» Reading passage
A Rich Misfit, Drinking Water

 People


It is said that you can tell a man by his shoes. Bobby Misner, 23, is wearing a pair of scuffed $545 Yves Saint Laurent trainers with words such as “rich misfits”, “St Tropez” and euro currency signs scrawled over them.

“They come wrecked,” he explains. “And then I draw all over them.”

The Peacock Feather
Antonio Mancini (1852-1930)
Photo Credit: The Henry Barber Trust
The Barber Institute of Fine Arts, University of Birmingham [CC BY-NC-ND]
If you were to judge Misner by his shoes alone, you might conclude that he is just another absurdly entitled out-of-touch rich kid who defines himself by his money – or rather his father’s money. In November last year he released a YouTube video, Life of a Billionaire’s Son, showing off his father’s private jet, superyacht and mansions, and it went viral. To date it has had nearly five million views.

…I ask him why he feels the need to display his wealth on social media. He looks at me as if to check whether this can really be a serious question.

“Because I want to get views,” he explains patiently. Being a YouTuber, he says, “is the number one job. If you go into a school and ask kids what they want to be, they [say] ‘a YouTuber’. I have a niche. People watch me because I can show them stuff no one else can show them. Rich kids see me as an icon.

» Provided records
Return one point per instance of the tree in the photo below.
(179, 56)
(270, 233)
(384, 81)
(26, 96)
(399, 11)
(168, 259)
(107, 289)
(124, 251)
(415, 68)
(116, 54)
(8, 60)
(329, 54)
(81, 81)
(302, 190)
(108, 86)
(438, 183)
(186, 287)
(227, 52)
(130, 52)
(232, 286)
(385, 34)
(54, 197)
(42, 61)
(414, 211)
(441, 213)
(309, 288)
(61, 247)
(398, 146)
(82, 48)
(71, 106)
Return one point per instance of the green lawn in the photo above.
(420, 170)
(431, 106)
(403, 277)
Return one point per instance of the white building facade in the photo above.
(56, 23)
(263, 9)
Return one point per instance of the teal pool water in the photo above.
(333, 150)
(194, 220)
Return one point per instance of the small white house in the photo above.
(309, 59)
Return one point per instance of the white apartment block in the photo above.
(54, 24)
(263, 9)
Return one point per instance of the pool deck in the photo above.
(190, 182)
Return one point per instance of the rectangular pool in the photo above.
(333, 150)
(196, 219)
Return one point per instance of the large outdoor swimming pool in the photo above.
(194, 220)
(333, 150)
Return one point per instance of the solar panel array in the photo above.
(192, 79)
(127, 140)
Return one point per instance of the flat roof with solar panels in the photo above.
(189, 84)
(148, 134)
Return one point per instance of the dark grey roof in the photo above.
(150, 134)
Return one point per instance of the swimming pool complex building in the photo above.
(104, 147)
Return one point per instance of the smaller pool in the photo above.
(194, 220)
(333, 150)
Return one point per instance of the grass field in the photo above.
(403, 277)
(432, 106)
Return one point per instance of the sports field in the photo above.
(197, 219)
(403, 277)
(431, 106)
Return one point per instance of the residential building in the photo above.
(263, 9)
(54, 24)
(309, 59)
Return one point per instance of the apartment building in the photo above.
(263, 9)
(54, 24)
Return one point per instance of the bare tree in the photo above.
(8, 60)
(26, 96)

» Work to complete
For each statement below, say yes or no to whether it agrees with the text about Bobby Misner, and quote the words from that text that settle it. (a) Misner's YouTube video has been viewed more than five million times. (b) Misner adds the drawings on his trainers himself. (c) Misner says he shows off his wealth on social media in order to get views.

» Expected output
(a) No: "To date it has had nearly five million views."
(b) Yes: "And then I draw all over them."
(c) Yes: "Because I want to get views,"